**Written task**: Please return every line in the items below that contains the word "green", and treat uppercase and lowercase as different.

**Data extract**:

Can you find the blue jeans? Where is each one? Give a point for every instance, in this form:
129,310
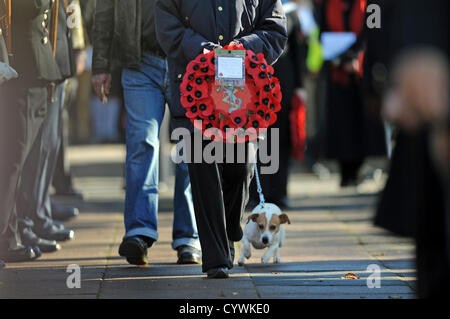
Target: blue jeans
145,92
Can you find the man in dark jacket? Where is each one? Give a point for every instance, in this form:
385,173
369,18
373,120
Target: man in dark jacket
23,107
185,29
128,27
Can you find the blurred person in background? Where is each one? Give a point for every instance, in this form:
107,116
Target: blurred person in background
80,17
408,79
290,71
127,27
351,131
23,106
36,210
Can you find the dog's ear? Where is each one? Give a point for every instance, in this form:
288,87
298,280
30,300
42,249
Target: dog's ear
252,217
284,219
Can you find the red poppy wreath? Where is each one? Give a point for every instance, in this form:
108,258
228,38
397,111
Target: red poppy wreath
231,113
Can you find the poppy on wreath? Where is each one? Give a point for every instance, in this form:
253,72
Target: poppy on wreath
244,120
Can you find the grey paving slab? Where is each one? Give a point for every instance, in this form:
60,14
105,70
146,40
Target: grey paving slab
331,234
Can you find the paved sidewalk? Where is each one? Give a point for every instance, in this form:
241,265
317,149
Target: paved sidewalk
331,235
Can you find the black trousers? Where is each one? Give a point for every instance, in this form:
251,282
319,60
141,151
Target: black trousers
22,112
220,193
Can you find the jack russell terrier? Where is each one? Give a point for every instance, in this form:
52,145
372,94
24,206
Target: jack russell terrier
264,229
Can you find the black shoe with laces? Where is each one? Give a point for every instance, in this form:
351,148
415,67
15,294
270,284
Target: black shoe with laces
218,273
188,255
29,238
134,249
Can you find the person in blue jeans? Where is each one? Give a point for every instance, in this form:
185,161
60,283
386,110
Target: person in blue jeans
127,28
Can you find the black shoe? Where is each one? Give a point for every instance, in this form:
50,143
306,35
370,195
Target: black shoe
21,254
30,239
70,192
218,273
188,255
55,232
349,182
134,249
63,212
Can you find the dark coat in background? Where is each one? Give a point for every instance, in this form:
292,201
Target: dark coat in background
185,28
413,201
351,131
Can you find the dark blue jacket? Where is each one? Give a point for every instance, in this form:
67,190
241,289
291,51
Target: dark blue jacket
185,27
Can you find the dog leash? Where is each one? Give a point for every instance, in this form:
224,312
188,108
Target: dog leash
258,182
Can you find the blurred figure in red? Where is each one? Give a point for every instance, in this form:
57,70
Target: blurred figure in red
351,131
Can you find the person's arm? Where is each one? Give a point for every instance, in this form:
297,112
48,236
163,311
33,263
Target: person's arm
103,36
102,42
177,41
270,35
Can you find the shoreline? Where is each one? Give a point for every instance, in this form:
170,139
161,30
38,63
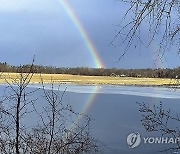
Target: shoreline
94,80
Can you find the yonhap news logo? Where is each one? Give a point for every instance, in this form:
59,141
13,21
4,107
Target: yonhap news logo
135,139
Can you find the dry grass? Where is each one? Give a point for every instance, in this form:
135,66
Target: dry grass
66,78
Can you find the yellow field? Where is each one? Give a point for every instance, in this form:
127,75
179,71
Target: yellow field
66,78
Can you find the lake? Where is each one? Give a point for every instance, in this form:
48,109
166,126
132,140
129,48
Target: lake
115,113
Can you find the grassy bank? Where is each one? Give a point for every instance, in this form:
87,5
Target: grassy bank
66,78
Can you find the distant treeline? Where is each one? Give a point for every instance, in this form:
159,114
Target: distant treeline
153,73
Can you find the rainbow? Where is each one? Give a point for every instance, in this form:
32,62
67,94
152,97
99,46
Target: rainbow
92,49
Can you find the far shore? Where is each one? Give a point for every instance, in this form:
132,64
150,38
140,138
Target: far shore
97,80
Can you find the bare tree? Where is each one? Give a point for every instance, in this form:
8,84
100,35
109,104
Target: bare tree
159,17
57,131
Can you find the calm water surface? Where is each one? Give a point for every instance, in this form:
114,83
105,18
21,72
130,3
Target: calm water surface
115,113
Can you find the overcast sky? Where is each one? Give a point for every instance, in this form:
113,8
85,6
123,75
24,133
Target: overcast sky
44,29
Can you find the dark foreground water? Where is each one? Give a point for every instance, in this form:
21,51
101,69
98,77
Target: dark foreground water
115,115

--

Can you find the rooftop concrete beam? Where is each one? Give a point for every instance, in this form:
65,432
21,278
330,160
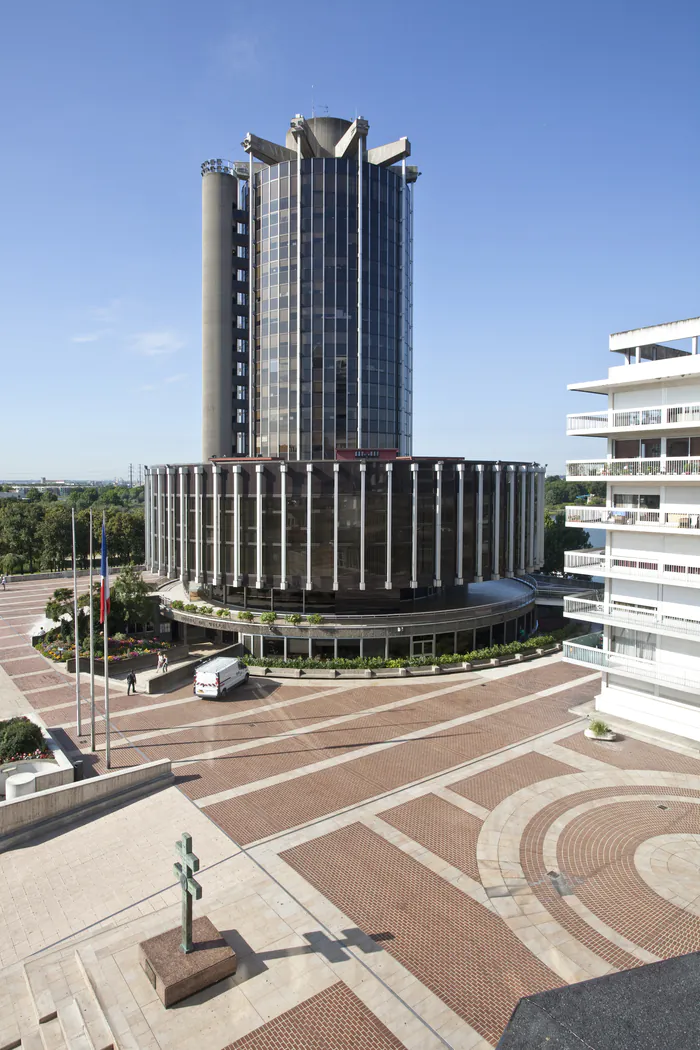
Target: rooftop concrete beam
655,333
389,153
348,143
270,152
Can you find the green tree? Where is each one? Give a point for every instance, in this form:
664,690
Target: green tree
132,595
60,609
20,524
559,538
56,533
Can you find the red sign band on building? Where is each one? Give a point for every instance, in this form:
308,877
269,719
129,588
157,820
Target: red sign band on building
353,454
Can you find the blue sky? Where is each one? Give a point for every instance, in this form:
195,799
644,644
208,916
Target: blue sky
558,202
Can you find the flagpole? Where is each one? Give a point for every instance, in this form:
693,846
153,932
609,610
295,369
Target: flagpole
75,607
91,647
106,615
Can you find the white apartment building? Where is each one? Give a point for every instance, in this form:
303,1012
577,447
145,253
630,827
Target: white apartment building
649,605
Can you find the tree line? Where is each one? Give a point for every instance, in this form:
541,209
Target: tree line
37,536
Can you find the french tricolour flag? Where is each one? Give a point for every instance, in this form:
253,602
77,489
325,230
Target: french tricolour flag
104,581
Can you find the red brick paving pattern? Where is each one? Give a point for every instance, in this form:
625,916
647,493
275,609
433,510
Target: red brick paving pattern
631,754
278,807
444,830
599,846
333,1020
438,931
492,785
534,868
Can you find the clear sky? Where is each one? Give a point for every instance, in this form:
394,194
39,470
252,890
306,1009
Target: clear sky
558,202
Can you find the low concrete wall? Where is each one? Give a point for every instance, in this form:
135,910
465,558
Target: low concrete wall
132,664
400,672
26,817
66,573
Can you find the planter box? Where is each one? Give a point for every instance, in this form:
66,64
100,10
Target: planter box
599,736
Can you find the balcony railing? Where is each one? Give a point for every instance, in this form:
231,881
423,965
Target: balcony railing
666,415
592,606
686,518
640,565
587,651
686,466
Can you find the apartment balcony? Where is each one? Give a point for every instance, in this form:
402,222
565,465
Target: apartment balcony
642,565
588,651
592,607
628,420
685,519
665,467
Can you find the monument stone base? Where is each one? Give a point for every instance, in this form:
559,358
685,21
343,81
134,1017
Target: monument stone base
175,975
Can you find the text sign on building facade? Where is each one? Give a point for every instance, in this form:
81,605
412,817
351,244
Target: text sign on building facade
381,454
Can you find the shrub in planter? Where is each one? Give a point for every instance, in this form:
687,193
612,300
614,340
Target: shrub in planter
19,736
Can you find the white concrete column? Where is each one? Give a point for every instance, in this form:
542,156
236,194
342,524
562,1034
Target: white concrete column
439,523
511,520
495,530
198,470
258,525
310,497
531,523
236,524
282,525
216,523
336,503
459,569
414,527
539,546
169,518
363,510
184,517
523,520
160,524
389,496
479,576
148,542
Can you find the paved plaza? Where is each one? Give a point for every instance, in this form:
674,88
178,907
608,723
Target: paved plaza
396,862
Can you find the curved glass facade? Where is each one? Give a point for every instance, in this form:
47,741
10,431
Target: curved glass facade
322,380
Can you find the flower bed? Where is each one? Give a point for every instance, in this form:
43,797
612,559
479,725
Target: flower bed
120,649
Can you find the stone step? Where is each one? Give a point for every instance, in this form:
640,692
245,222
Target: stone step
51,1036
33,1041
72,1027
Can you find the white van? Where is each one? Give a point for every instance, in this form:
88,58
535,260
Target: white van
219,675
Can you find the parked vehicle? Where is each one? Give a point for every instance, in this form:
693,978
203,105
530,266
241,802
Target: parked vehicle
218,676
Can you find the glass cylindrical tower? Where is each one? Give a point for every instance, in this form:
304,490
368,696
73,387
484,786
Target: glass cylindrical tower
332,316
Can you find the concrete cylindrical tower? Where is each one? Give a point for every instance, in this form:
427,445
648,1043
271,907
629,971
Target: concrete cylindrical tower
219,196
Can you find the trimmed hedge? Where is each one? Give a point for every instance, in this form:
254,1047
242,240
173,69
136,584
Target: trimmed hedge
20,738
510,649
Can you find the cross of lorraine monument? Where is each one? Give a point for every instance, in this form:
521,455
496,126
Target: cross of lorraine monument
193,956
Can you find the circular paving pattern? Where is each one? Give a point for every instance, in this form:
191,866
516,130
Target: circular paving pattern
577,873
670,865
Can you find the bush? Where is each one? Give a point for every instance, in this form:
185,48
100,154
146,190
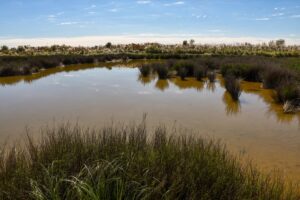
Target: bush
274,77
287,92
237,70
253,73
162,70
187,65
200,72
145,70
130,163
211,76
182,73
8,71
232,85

--

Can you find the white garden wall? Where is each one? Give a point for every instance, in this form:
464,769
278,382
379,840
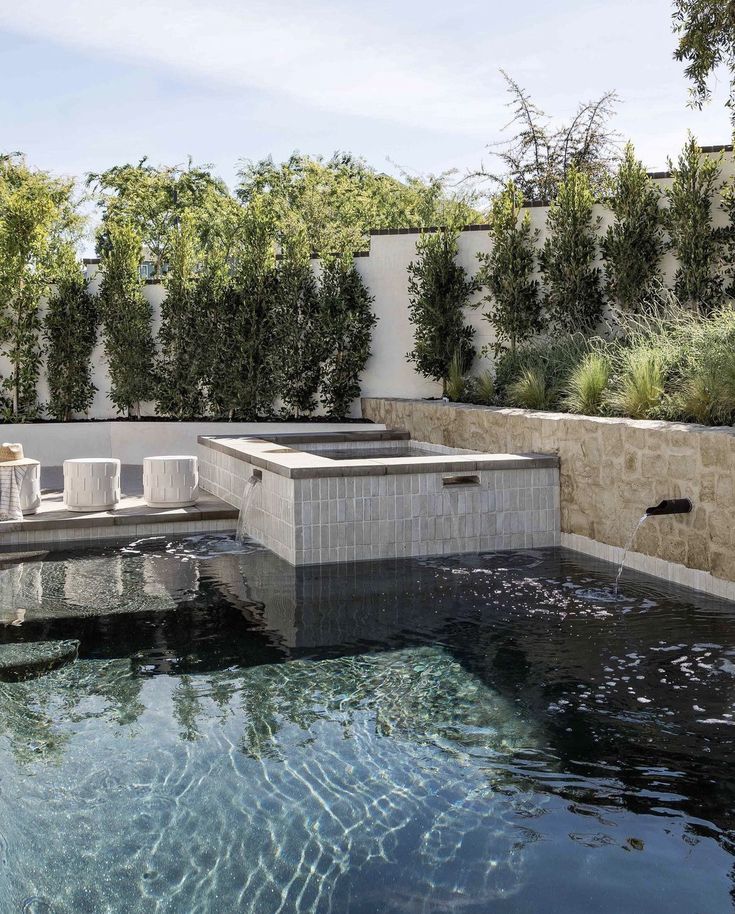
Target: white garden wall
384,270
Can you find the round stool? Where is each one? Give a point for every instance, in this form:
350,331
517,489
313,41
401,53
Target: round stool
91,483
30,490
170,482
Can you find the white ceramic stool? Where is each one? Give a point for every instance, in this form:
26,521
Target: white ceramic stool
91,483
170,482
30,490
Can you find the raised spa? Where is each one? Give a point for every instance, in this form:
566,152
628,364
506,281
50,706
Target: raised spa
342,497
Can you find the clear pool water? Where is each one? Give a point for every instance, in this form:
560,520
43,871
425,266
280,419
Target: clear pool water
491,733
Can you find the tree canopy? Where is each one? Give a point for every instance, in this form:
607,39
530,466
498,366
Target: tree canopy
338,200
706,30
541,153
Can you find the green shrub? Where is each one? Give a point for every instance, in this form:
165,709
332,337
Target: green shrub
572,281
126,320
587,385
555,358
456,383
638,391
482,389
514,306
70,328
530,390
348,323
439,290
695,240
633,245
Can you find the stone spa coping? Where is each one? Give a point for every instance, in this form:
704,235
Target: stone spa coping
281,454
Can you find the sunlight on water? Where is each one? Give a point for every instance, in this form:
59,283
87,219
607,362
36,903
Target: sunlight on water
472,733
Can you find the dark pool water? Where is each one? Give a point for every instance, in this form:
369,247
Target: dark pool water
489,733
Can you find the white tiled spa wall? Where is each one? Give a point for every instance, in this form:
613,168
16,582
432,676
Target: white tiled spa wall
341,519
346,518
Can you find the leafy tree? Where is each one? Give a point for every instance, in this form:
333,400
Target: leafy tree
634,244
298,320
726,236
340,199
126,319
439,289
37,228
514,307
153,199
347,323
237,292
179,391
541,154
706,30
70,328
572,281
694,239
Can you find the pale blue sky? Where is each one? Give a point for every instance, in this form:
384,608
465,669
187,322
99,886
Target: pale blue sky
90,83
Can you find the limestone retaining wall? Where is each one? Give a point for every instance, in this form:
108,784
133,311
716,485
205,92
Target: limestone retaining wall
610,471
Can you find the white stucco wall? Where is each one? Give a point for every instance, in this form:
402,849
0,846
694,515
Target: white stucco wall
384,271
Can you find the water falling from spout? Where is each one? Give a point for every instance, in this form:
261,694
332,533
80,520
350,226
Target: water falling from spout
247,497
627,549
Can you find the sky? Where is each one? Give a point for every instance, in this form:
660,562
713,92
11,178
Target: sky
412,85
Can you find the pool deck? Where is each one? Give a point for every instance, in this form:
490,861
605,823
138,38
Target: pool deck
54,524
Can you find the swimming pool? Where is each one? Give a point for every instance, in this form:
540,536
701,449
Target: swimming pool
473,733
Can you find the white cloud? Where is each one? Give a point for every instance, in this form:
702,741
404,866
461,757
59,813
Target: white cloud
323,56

**Answer for the task**:
Can you find the green tree? Where is each one? Give a point for every instance, in this form:
Target: green tree
Can you find the green shrub? Where is each one? Give a point for every instance, in this form:
Target: green shrub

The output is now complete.